TASK STATEMENT → Once you find the line containing "Where in the photo above can the vegetation" in the data below, copy it and each following line exactly, up to and including the line containing "Where in the photo above can the flowing", and nothing else.

MATERIAL PROVIDED →
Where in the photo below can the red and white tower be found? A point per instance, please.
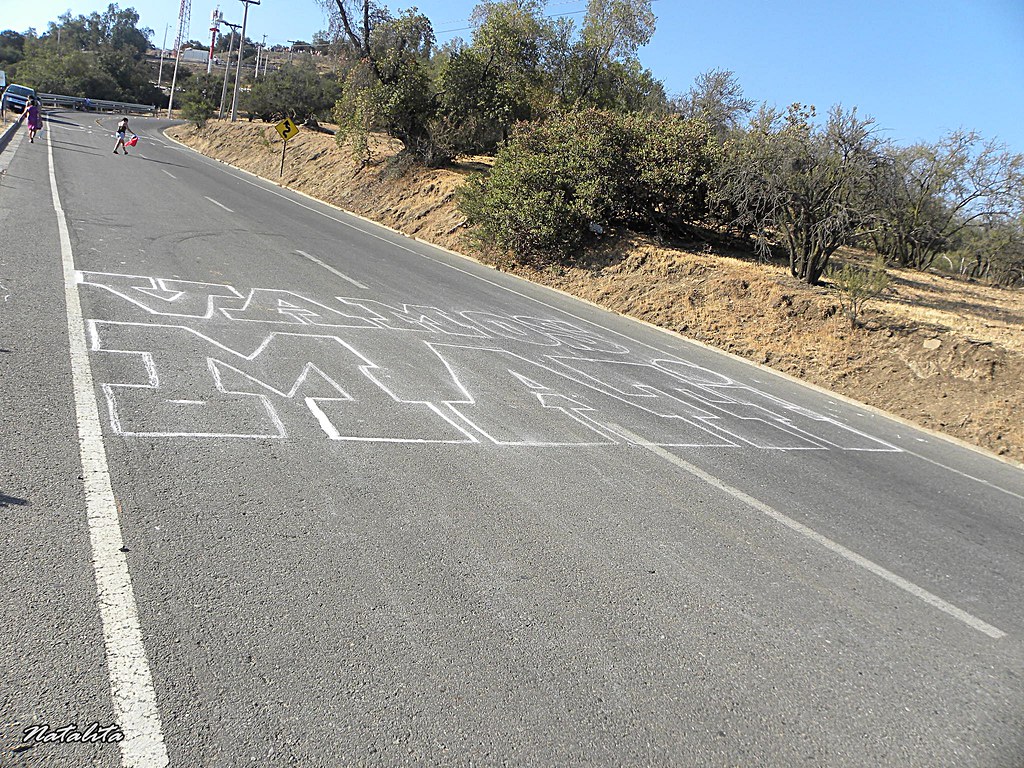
==
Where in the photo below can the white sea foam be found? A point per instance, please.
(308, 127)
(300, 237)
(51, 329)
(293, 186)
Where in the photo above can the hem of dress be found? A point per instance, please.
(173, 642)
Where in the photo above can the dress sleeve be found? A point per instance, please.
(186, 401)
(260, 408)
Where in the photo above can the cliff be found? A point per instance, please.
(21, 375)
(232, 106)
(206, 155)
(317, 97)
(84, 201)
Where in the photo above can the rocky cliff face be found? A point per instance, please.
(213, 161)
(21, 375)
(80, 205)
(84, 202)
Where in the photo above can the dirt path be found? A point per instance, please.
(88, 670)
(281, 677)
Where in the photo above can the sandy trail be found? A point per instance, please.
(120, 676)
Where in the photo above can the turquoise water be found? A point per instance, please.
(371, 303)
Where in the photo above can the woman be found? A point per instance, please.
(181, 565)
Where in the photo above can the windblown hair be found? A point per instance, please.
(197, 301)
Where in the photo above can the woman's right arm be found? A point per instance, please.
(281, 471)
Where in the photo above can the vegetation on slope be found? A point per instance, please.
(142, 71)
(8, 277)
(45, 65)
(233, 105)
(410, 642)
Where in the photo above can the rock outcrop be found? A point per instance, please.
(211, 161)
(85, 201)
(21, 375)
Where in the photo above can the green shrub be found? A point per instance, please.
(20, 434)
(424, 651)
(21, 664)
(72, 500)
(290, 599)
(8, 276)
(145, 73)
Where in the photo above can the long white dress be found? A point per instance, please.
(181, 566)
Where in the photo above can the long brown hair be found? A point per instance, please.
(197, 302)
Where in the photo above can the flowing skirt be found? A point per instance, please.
--
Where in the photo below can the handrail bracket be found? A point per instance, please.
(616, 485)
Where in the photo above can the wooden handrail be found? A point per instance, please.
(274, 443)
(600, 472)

OUTPUT OF THE EXERCISE →
Where in the photo above can the vegetation on slope be found? A point per instance, please.
(142, 71)
(8, 277)
(45, 65)
(233, 105)
(410, 642)
Where in the photo above can the rock outcrop be found? A point per instance, please.
(211, 161)
(85, 201)
(21, 375)
Where in the photo above can the green shrub be found? A point per instance, please.
(20, 434)
(424, 651)
(21, 664)
(72, 500)
(290, 599)
(8, 276)
(145, 73)
Where in the photo above can the long white dress be found? A point per instance, please.
(181, 566)
Where in the photo above can the long brown hair be found? A point per instance, please.
(197, 302)
Where in the photo above can the flowing skirt be found? A point per instance, please.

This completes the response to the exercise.